++++ PROVIDED MATERIAL ++++

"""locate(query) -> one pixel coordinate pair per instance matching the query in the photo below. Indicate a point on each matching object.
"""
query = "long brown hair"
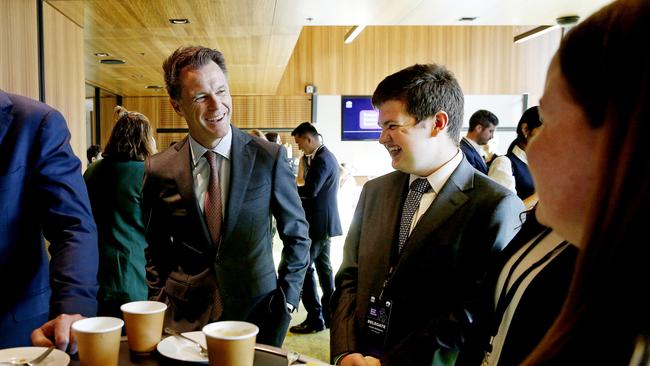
(606, 63)
(131, 137)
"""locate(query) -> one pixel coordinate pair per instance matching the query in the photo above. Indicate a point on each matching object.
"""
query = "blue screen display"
(358, 119)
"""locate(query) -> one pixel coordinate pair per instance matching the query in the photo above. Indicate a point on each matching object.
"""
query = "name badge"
(377, 321)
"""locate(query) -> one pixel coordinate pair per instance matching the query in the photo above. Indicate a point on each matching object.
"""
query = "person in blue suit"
(319, 199)
(42, 196)
(481, 130)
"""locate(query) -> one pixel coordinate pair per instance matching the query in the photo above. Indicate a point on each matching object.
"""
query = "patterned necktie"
(416, 190)
(212, 203)
(212, 213)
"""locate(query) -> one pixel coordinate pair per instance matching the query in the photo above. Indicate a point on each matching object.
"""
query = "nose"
(384, 137)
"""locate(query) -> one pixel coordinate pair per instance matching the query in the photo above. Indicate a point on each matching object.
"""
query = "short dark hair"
(484, 118)
(426, 90)
(193, 57)
(93, 151)
(305, 128)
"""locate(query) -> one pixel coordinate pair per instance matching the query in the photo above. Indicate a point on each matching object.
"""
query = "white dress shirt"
(201, 169)
(437, 180)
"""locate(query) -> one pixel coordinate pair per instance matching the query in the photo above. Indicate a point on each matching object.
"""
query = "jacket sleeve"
(292, 228)
(343, 303)
(68, 222)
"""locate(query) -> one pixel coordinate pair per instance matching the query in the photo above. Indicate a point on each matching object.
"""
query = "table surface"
(264, 356)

++++

[WHAT NEEDS TO BE DONE] Skip the pictures and transcribe the rest of the records exactly.

[TASK RESULT]
"""locate(query) -> one pixel coordinate pair per instance matching the query in the photo below. Indicate a point on each matching object.
"""
query = "long brown hair"
(606, 63)
(131, 137)
"""locate(query) -> one pixel coordinate pair per instance matching the query in the photo above. Indicate a point on each matching object.
"""
query = "blue screen display"
(358, 119)
"""locate(query) -> one pixel coordinate pair per instance matching the query in the photo above. Indicate a point on each matching object.
"""
query = "name badge"
(377, 321)
"""locate(query) -> one pixel coordinate pair per instance matching the query in the photo above. Indicate a point on each matching object.
"""
query = "person in blue suit"
(319, 199)
(42, 196)
(481, 130)
"""locate(query) -> one pixel coordinate pair per instance matching the query in the photo above. Indicate a point on each matching object.
"""
query = "patterned necktie"
(416, 190)
(212, 203)
(212, 213)
"""locate(query) -> one pixel coordinate pair per instance matching the query in the photo above. Indicate a point on each matching object.
"""
query = "nose"
(384, 137)
"""locate(query) -> one pixel coordinate pair per instance matching the query in the photo above. Indicate a point on each matching object.
"""
query = "short dark hair"
(484, 118)
(426, 90)
(193, 57)
(93, 151)
(305, 128)
"""locate(query) -> one pixel coordinate pair per instance matching the query in the photo above. Indicate a point on each matching object.
"""
query = "white dress shirt"
(201, 169)
(437, 180)
"""locate(query) -> one pixel coordinate pair per instance matching the query in the photo above. Indicate a point on each matching object.
"""
query = "jacket sleeve"
(292, 228)
(343, 303)
(68, 222)
"""locate(query) -> one pixel coordinate pair per instance matching the query in the photo above. Indicate a point on each matching object.
"""
query = "table surface"
(264, 356)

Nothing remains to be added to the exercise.